*DATASET RECORDS*.
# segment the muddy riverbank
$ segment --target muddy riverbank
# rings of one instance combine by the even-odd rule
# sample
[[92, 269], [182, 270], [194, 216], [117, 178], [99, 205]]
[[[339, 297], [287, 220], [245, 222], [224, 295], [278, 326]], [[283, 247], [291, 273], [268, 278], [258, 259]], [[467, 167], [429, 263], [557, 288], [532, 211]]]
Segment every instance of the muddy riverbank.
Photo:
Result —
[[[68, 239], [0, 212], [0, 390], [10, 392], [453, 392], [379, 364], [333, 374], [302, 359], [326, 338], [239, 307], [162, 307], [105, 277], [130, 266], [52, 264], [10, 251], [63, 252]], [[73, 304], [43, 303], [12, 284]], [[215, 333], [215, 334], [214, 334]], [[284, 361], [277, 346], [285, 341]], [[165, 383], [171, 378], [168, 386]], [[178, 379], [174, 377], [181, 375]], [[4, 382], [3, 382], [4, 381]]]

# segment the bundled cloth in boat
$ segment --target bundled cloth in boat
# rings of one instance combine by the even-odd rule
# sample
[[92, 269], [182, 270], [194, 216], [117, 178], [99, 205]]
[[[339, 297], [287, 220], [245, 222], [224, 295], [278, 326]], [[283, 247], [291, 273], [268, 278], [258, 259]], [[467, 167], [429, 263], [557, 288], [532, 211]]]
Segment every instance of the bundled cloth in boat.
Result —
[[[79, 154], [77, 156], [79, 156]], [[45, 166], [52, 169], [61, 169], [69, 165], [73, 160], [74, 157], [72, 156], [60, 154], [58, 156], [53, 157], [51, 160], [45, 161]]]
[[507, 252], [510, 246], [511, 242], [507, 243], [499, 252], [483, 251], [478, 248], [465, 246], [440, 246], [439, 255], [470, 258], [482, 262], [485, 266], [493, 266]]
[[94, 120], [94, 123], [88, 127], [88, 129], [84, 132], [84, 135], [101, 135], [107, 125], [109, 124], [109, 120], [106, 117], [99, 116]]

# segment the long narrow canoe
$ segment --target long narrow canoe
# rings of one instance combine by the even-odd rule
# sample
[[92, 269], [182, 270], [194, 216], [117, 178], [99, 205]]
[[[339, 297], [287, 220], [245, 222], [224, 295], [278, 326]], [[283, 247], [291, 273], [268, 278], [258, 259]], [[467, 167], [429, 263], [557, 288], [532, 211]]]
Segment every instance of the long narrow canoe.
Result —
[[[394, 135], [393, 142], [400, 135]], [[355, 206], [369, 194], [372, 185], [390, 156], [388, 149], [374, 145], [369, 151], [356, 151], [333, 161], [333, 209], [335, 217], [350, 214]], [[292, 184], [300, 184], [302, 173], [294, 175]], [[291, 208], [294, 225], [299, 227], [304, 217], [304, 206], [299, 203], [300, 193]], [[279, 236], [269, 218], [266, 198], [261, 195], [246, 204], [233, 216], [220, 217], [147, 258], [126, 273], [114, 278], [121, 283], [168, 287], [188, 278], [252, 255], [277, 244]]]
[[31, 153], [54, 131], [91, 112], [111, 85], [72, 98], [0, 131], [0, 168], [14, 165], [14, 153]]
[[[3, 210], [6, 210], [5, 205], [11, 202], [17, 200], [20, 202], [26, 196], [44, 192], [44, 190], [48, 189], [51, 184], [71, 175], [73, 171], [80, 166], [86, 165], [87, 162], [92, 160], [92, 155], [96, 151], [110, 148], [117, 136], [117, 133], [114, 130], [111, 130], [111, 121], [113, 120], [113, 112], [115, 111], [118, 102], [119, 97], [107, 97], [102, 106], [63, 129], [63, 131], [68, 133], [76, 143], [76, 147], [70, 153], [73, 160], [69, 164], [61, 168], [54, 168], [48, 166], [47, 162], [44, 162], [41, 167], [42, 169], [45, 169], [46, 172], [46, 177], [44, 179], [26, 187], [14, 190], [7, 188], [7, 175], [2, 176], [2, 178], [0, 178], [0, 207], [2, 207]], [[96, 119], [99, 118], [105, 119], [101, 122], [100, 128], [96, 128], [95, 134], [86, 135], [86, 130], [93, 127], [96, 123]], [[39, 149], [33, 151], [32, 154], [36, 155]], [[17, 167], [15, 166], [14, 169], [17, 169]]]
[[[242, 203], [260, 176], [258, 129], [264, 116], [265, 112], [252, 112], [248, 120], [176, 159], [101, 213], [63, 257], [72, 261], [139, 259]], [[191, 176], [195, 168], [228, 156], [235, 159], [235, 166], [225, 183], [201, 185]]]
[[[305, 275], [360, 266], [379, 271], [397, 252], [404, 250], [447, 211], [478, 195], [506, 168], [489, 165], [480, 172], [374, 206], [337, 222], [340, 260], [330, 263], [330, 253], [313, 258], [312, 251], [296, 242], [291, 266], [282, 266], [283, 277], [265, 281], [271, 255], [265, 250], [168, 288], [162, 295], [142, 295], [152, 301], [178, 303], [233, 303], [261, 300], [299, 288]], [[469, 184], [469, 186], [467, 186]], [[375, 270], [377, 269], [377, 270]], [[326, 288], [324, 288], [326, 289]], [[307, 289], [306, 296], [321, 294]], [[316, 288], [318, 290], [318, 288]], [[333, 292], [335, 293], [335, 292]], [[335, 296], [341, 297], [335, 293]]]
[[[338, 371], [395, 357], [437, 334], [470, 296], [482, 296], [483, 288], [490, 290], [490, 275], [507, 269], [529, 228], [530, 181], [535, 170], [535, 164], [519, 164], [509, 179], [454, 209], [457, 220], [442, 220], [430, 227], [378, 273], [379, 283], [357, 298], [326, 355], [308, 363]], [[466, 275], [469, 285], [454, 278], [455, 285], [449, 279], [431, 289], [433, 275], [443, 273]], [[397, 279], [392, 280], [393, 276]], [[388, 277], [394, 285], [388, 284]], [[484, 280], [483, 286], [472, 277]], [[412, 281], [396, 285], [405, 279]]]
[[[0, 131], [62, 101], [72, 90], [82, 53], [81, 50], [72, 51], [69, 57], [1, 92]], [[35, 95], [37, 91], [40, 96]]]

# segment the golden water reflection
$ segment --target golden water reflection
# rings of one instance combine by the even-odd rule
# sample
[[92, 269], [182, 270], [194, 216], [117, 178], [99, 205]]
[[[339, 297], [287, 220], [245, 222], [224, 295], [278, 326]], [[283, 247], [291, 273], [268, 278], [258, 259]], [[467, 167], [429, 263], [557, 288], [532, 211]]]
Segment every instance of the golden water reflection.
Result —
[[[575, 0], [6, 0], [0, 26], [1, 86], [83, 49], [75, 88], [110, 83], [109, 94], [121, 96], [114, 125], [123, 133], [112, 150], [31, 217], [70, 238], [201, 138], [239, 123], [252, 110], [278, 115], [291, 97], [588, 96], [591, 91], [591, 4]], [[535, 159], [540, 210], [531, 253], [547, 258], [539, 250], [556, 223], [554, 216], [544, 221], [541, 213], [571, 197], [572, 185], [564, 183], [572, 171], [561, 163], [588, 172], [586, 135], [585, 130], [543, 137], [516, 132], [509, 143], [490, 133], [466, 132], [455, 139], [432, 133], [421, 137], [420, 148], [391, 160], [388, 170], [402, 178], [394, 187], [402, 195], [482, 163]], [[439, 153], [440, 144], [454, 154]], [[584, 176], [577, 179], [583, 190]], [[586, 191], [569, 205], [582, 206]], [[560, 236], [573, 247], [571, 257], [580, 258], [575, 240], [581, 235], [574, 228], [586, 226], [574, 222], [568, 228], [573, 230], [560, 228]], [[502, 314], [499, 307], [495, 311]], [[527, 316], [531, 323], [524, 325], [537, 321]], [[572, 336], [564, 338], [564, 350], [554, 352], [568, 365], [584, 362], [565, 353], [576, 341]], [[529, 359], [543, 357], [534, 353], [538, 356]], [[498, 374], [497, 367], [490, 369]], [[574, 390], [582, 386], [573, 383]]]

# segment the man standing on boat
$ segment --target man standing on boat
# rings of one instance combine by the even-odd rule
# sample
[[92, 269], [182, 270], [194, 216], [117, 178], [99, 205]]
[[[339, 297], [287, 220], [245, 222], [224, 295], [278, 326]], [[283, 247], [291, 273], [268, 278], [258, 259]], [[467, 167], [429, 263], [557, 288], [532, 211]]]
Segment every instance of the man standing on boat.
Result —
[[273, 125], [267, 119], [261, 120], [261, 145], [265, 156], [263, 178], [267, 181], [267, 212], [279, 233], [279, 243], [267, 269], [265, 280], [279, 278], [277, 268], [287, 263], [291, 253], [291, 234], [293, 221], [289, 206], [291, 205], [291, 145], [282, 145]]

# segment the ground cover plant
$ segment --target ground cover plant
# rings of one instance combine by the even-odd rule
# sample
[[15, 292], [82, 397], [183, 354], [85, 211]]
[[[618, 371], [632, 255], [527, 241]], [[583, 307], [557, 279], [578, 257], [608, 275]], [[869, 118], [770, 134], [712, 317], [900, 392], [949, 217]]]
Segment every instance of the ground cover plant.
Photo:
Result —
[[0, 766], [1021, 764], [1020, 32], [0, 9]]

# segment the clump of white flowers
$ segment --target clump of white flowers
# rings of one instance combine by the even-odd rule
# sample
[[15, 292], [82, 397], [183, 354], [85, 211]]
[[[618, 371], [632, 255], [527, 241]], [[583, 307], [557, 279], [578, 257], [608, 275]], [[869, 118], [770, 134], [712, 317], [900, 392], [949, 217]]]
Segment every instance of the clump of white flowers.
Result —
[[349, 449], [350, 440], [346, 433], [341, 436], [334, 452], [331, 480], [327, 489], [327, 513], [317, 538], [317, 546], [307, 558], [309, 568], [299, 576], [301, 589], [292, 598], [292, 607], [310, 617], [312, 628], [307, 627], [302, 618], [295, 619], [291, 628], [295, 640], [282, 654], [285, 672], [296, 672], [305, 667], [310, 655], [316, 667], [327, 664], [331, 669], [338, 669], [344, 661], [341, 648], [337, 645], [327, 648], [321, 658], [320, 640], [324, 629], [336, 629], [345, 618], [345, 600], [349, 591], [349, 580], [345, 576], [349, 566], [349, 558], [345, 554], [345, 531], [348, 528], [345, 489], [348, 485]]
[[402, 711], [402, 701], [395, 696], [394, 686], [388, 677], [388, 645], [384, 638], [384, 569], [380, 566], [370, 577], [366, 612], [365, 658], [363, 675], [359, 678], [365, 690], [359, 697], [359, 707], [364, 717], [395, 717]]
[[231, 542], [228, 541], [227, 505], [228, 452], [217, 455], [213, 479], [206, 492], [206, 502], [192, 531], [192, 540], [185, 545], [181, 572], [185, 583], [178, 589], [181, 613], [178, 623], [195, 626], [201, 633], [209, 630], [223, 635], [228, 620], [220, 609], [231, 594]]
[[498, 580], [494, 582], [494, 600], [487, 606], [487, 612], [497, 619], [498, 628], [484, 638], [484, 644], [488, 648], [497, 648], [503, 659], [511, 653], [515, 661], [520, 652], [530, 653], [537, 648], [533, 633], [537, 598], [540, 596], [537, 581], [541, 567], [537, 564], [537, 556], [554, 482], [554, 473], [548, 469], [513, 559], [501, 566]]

*WHAT THE EXERCISE ASKS*. Your reply should be one number, the count of lines in the data that include the word "narrow".

*RESULT FOR THIS TASK*. 3